◆ Exercise brief ◆
From the text on J. Marion Sims's experiments on enslaved women, quote the passage starting with "Sims was lauded" and going on through "on white patients.".

Sims was lauded as the “Father of Gynecology” after his experiments on at least seven enslaved Black women and girls in Montgomery between 1845 and 1849 helped him develop a technique to repair a chronic complication of childbirth. Though the potentially life threatening experiments caused excruciating pain, Sims legally needed permission only from the enslaved women’s “owners.”

Sims’s experiments on Lucy were unsuccessful and nearly killed her with severe blood poisoning. He nonetheless continued to perform procedures on enslaved women, sometimes drugging them so they could not resist. Sims subjected Anarcha, an enslaved teenager, to at least 13 operations without anesthesia before he developed a repair technique that was deemed safe to attempt on white patients.

Unable to refuse treatment or withhold consent, Lucy, Anarcha, and Sims’s other enslaved patients were powerless to protect themselves from medical exploitation. During and after enslavement, physicians often denied Black people basic dignity and personhood through mistreatment that reflected the prevailing and dehumanizing myth that Black people were less sensitive to pain than white people.

Sims was celebrated for his medical achievements; his statue remains on the Alabama State Capitol grounds today. But increasingly, his brutal mistreatment of Black women is informing a broader understanding of his legacy as an especially cruel chapter in our history of racial injustice. In April 2018, a statue of Sims was removed from New York City’s Central Park.

◆ Extracted data ◆
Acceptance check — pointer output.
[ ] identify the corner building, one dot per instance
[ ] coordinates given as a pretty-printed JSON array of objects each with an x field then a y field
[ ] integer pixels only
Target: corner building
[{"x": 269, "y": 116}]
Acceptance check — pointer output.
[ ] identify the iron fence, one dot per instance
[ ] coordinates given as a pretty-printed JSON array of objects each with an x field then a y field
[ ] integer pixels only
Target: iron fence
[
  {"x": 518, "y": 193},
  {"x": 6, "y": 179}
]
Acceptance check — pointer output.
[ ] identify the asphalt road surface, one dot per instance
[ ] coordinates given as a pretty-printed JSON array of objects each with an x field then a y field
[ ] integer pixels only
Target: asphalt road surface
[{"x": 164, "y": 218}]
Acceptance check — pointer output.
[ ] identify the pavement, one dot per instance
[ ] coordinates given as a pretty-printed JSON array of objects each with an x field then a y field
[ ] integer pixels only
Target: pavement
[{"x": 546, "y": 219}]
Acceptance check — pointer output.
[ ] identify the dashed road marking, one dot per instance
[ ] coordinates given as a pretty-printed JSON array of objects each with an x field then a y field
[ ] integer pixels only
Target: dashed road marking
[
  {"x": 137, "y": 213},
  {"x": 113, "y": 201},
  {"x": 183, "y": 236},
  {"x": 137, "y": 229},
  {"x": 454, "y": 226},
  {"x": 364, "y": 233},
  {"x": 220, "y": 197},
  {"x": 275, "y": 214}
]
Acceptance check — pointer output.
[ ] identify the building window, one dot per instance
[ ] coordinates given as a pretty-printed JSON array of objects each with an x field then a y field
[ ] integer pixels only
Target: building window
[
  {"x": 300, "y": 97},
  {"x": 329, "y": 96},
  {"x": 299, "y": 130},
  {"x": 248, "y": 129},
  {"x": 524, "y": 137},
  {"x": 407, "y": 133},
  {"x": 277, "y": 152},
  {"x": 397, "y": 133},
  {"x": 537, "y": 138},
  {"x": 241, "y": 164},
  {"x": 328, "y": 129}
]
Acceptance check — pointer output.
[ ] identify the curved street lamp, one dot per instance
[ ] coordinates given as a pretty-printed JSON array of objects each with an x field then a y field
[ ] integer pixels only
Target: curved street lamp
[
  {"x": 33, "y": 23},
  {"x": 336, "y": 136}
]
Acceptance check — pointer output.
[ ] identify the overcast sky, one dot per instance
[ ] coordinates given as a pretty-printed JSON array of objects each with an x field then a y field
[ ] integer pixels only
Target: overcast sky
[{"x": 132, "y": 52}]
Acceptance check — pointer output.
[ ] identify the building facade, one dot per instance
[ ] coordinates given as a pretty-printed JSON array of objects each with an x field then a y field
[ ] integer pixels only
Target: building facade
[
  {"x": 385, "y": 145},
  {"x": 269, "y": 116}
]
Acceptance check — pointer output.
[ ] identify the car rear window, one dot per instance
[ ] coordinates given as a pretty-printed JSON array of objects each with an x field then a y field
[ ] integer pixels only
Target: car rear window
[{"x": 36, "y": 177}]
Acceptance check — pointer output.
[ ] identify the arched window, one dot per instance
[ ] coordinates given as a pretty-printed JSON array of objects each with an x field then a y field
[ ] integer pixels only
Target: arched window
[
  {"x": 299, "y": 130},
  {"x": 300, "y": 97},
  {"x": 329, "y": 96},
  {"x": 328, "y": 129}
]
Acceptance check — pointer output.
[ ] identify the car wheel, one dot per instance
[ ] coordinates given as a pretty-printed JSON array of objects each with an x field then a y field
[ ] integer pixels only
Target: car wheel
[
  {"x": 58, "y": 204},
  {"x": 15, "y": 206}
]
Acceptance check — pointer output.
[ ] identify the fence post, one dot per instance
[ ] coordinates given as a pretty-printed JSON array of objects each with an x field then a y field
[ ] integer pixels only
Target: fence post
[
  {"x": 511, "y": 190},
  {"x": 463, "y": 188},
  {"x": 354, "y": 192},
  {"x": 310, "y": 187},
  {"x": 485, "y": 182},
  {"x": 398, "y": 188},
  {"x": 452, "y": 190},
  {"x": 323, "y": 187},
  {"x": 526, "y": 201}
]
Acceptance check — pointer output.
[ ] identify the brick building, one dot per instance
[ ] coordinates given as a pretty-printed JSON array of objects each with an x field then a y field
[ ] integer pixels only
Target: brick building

◆ Task answer ◆
Sims was lauded as the “Father of Gynecology” after his experiments on at least seven enslaved Black women and girls in Montgomery between 1845 and 1849 helped him develop a technique to repair a chronic complication of childbirth. Though the potentially life threatening experiments caused excruciating pain, Sims legally needed permission only from the enslaved women’s “owners.”

Sims’s experiments on Lucy were unsuccessful and nearly killed her with severe blood poisoning. He nonetheless continued to perform procedures on enslaved women, sometimes drugging them so they could not resist. Sims subjected Anarcha, an enslaved teenager, to at least 13 operations without anesthesia before he developed a repair technique that was deemed safe to attempt on white patients.